Yang Diminta: Tuliskan kembali seluruh teks tentang tanya jawab Pangeran dan Haris mengenai laporan ke Banggar di bawah ini tanpa perubahan apa pun.

Teks:

:::

Mendengar pernyataan Haris, Pangeran makin penasaran. Dia mencoba mengungkap lebih da­lam apa motivasi laporan Haris ke Banggar. Pangeran bertanya, se­bagai politisi intelektual, jika me­nemukan atau mengalami sebuah tindak pidana, kemana harus melapor.

Haris menjawab, ke kepolisian. Begitu mendengar pernyataan ter­sebut, Pangeran tidak mau ka­lah. Dia kembali mendesak Haris. “Kenapa tidak lapor ke polisi, tapi ke Banggar,” katanya dengan nada tinggi.

Haris beralasan, dirinya me­la­por ke Banggar karena Banggar merupakan tempat Wa Ode be­kerja. Mendengar jawaban itu, Pa­ngeran makin gencar bertanya. Dia menyoal, apakah Banggar bisa mengambil suatu tindakan hukum. Mendapat pertanyaan itu, Haris terdiam. Tampak, dia me­narik nafas panjang.

:::

Bahan Sumber:
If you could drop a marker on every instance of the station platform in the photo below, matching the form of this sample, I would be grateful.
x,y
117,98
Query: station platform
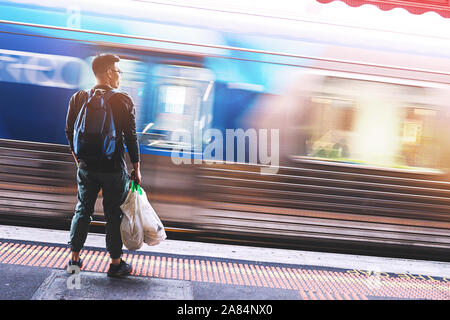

:::

Hasil Tugas:
Mendengar pernyataan Haris, Pangeran makin penasaran. Dia mencoba mengungkap lebih da­lam apa motivasi laporan Haris ke Banggar. Pangeran bertanya, se­bagai politisi intelektual, jika me­nemukan atau mengalami sebuah tindak pidana, kemana harus melapor.

Haris menjawab, ke kepolisian. Begitu mendengar pernyataan ter­sebut, Pangeran tidak mau ka­lah. Dia kembali mendesak Haris. “Kenapa tidak lapor ke polisi, tapi ke Banggar,” katanya dengan nada tinggi.

Haris beralasan, dirinya me­la­por ke Banggar karena Banggar merupakan tempat Wa Ode be­kerja. Mendengar jawaban itu, Pa­ngeran makin gencar bertanya. Dia menyoal, apakah Banggar bisa mengambil suatu tindakan hukum. Mendapat pertanyaan itu, Haris terdiam. Tampak, dia me­narik nafas panjang.